Exactly retype the lines below from the one containing "Where can you see the grass lawn" through the end of the listing. Leave pictures out.
* * * * * * * * *
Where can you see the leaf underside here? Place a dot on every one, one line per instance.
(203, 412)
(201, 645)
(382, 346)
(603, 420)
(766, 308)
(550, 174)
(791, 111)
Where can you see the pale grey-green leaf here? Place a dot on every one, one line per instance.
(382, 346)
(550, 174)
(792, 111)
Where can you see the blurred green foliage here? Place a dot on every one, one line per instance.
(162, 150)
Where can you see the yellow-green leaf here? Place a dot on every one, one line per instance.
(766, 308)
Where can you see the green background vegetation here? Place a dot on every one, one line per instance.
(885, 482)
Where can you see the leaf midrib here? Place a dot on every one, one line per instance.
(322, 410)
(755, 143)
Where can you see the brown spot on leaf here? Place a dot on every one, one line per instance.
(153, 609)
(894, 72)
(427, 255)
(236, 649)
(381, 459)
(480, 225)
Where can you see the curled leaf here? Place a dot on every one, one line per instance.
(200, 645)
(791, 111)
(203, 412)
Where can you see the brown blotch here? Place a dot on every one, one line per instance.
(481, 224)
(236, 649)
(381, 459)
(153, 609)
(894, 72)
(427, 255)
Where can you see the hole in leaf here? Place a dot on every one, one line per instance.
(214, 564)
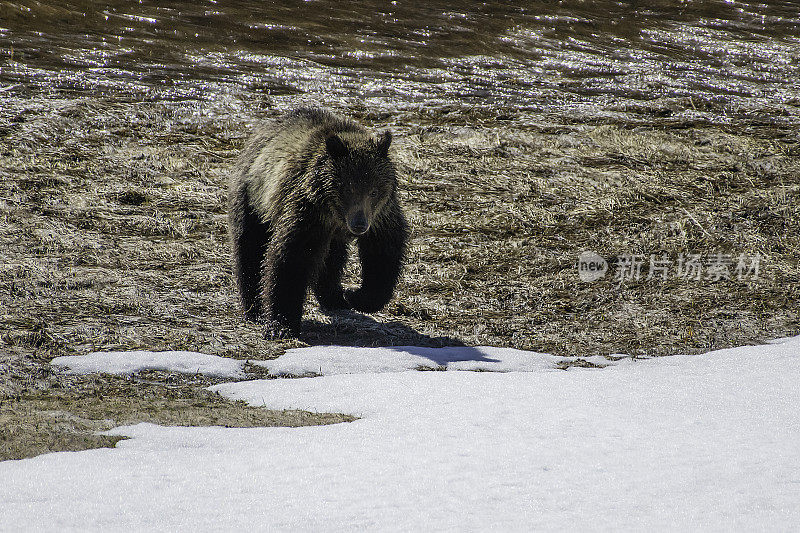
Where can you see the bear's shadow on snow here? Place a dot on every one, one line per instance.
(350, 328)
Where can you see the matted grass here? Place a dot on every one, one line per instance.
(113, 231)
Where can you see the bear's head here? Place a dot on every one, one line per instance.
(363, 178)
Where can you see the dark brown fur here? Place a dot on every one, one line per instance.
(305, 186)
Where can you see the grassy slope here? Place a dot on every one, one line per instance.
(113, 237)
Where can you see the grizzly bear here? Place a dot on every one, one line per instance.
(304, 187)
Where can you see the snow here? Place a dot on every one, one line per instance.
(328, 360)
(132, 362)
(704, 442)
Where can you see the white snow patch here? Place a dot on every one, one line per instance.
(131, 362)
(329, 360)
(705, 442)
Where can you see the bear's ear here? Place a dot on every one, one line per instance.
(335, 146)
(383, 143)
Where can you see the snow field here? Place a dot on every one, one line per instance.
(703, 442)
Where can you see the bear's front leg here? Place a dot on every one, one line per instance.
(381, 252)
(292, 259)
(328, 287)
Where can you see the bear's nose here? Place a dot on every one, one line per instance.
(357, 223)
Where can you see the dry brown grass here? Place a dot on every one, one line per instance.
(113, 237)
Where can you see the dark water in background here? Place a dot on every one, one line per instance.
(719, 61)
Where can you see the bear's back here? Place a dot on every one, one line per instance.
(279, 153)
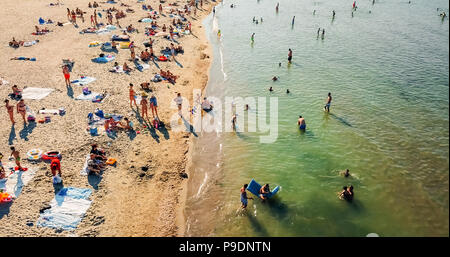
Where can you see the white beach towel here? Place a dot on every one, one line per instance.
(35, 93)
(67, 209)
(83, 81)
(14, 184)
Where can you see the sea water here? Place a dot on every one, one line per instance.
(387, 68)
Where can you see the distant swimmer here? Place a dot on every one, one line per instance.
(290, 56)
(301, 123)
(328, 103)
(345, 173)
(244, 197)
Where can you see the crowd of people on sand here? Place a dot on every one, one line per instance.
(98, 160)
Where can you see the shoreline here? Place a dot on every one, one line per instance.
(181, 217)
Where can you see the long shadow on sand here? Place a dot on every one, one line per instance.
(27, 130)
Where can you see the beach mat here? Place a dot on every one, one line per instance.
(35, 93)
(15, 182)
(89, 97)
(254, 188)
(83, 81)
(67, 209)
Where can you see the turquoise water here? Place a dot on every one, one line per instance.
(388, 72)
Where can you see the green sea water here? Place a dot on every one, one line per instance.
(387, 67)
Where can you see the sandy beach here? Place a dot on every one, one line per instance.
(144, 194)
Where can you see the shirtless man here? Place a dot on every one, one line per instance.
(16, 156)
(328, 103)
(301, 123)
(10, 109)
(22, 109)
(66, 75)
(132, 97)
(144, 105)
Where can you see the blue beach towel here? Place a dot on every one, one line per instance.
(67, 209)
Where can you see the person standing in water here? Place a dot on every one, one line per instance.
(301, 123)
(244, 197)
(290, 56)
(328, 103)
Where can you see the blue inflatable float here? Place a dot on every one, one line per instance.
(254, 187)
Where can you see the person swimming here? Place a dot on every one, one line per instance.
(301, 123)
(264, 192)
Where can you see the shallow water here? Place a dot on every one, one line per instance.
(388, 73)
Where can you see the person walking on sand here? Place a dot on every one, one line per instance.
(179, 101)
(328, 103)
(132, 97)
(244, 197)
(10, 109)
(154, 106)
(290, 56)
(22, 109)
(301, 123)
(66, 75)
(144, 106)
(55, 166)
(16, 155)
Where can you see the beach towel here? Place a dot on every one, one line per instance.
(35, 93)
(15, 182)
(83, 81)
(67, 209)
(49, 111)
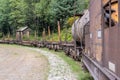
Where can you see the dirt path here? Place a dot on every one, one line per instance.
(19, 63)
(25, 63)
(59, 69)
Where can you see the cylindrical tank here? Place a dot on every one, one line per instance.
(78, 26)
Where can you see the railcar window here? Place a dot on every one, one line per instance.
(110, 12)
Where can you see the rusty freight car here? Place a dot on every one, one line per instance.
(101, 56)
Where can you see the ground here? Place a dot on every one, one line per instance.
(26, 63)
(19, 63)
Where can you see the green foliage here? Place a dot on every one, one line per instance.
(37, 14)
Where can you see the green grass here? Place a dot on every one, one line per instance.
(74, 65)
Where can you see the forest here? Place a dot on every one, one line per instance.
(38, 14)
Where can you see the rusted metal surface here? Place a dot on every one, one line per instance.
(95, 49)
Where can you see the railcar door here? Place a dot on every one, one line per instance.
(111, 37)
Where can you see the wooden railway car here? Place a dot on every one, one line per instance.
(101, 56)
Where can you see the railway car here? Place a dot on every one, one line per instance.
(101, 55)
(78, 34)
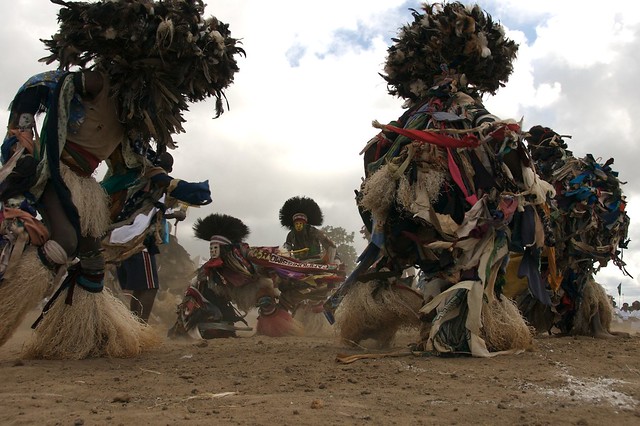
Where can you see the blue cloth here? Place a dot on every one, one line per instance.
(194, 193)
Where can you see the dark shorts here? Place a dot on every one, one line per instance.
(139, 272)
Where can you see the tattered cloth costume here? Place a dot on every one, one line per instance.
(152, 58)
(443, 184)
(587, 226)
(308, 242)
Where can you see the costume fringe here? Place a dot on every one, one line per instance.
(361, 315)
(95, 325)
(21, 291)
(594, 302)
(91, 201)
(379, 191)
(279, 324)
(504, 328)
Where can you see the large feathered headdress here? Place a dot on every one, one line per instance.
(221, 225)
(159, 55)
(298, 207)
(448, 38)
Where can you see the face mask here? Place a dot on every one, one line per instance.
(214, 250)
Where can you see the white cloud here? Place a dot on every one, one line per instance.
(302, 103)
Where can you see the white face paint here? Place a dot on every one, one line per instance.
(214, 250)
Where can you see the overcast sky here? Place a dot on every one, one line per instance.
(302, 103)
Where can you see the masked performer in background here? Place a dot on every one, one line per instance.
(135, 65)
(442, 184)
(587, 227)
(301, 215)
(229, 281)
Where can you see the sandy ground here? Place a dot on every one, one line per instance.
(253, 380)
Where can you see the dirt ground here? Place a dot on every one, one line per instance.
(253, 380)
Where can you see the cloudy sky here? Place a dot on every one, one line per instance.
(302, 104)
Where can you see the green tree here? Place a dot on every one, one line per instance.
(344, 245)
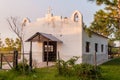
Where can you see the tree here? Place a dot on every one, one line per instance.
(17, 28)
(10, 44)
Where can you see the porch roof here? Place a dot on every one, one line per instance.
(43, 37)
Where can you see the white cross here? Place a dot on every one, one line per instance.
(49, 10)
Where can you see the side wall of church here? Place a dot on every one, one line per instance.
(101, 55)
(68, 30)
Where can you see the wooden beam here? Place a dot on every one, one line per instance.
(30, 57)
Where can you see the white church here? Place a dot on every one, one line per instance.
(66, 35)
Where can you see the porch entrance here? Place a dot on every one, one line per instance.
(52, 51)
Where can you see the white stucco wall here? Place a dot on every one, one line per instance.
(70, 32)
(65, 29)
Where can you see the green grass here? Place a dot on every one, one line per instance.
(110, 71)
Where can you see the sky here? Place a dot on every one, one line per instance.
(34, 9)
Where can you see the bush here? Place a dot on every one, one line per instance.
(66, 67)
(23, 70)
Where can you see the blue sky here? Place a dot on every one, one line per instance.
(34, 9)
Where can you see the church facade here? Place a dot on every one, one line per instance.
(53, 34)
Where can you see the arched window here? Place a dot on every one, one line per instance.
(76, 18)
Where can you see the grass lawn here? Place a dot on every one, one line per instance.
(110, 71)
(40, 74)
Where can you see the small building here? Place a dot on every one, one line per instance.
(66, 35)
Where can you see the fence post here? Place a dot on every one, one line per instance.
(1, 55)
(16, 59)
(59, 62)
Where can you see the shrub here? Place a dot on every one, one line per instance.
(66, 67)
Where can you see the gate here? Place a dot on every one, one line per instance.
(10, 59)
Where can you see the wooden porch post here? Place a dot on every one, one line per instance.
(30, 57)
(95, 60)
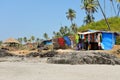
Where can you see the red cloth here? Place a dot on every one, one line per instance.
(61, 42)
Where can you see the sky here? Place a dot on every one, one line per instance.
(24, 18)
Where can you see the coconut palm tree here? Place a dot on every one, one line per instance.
* * * * * * * * *
• [RESULT BELOW]
Where can you see the grass lawn here? Place a dot on every one, one line per instance.
(110, 71)
(40, 74)
Where can you see the small building here? Place a dot on every one, one line per instance.
(66, 35)
Where can you see the fence post here? Place a dot on every one, one line per instance.
(1, 55)
(16, 59)
(59, 62)
Where can you see the shrub here? Place a dot on every one, one line per instance.
(66, 67)
Where can you see the gate here? Place a dot on every one, one line per instance.
(10, 59)
Where can you see the wooden porch post here? Place a dot on every one, one line per instance.
(30, 57)
(95, 60)
Where can you see the red cloth here? Place a dot on every one, one line per instance.
(61, 42)
Where can you see the sky here? Place a dot on every one, one line per instance.
(24, 18)
Where can you see the coconut palm tree here? Place a dot on every one, one line per instance.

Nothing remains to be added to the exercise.